**Goal**
Every entry needs to be reproduced exactly.

(begin)

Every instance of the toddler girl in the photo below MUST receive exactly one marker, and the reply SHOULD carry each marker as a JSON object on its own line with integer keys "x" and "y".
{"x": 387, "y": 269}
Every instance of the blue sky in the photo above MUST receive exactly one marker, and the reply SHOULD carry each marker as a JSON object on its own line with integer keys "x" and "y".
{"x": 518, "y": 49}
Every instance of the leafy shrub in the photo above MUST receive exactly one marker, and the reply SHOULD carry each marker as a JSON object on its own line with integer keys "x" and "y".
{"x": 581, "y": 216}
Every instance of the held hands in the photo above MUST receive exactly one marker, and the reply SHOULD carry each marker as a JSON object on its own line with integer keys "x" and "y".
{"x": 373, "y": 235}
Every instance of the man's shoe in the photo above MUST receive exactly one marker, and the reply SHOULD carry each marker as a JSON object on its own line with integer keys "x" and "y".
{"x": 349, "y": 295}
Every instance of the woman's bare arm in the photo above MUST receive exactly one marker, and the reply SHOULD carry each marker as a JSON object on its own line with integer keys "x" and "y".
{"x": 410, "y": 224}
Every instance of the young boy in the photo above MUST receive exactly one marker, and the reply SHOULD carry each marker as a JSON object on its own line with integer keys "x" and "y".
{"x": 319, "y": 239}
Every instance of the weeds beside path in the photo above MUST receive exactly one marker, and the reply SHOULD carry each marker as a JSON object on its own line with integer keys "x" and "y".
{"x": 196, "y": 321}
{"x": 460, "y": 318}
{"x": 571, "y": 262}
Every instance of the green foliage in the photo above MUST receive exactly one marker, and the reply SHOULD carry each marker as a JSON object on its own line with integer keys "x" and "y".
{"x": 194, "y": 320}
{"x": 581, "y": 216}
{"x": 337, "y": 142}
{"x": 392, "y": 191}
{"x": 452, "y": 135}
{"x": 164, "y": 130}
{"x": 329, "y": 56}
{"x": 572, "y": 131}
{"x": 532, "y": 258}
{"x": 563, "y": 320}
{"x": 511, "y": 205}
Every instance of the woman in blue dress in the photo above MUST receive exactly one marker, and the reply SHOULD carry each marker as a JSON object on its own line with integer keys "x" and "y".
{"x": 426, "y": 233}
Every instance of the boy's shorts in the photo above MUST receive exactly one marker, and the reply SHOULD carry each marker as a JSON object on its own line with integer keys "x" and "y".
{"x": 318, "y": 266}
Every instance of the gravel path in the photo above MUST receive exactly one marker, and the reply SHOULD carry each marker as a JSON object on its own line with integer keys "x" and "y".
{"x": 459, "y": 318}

(end)

**Result for this exercise**
Every instance of the toddler girl in the photo below MUST receive exactly one marker, and the reply SHOULD carry each marker as a JSON object on its own line with integer keys "x" and "y".
{"x": 387, "y": 269}
Every instance of the blue sky in the photo above MUST receive exactly one marker, and the reply SHOULD carry each marker as a JSON object on its own line with integer keys "x" and "y".
{"x": 518, "y": 49}
Every instance of the leafy shrub in the photo above MUST receive exactly one marker, and the reply SHOULD carry each marker as a JSON object on its own line with integer keys "x" and "y".
{"x": 581, "y": 216}
Every instance of the held hands in the photo above MUST receive exactly one marker, and the reply SHOULD carry each marker as a JSON object on its own line with integer keys "x" and "y".
{"x": 373, "y": 235}
Every instance of the man's shoe in the photo above MUST receive exactly one marker, and the reply SHOULD carry each marker as a JSON object on its own line with integer keys "x" and "y".
{"x": 349, "y": 295}
Every instance of the woman's bare arm in the photo above MUST receive exactly one marker, and the reply SHOULD carry each marker as a JSON object on its own line with integer keys "x" and "y".
{"x": 410, "y": 224}
Every instance of the young boy in the photo above MUST receive exactly one marker, and the reply SHOULD carry each marker as a JSON object on its own line with integer keys "x" and "y".
{"x": 319, "y": 239}
Every instance of the weeds beside path in the photo above MUST receive exactly one marker, and the reply SHOULD carry each marker as a JSON object on its own line with integer keys "x" and "y".
{"x": 196, "y": 321}
{"x": 460, "y": 318}
{"x": 571, "y": 262}
Every instance of the green foliage in the photo above MUST receive exactly one marker, and the reply SHOULD carry each marker as a JSON object on its own line with integer keys "x" and "y".
{"x": 194, "y": 320}
{"x": 581, "y": 216}
{"x": 337, "y": 142}
{"x": 392, "y": 191}
{"x": 452, "y": 135}
{"x": 164, "y": 130}
{"x": 329, "y": 56}
{"x": 572, "y": 131}
{"x": 532, "y": 258}
{"x": 563, "y": 320}
{"x": 511, "y": 205}
Every instance of the woman in blue dress in the photo above MUST receive exactly one marker, and the reply SHOULD carry each marker as a JSON object on its own line with integer keys "x" and "y".
{"x": 426, "y": 233}
Every instance of the boy's shorts in the photo above MUST receive exactly one marker, and the reply SHOULD carry each marker as a JSON object on its own line with integer keys "x" and "y".
{"x": 318, "y": 266}
Every instance of the gravel path in the photo above MUST receive exactly one marker, and the reply SHOULD carry each marker as a JSON object on its own line with integer keys "x" and "y".
{"x": 459, "y": 318}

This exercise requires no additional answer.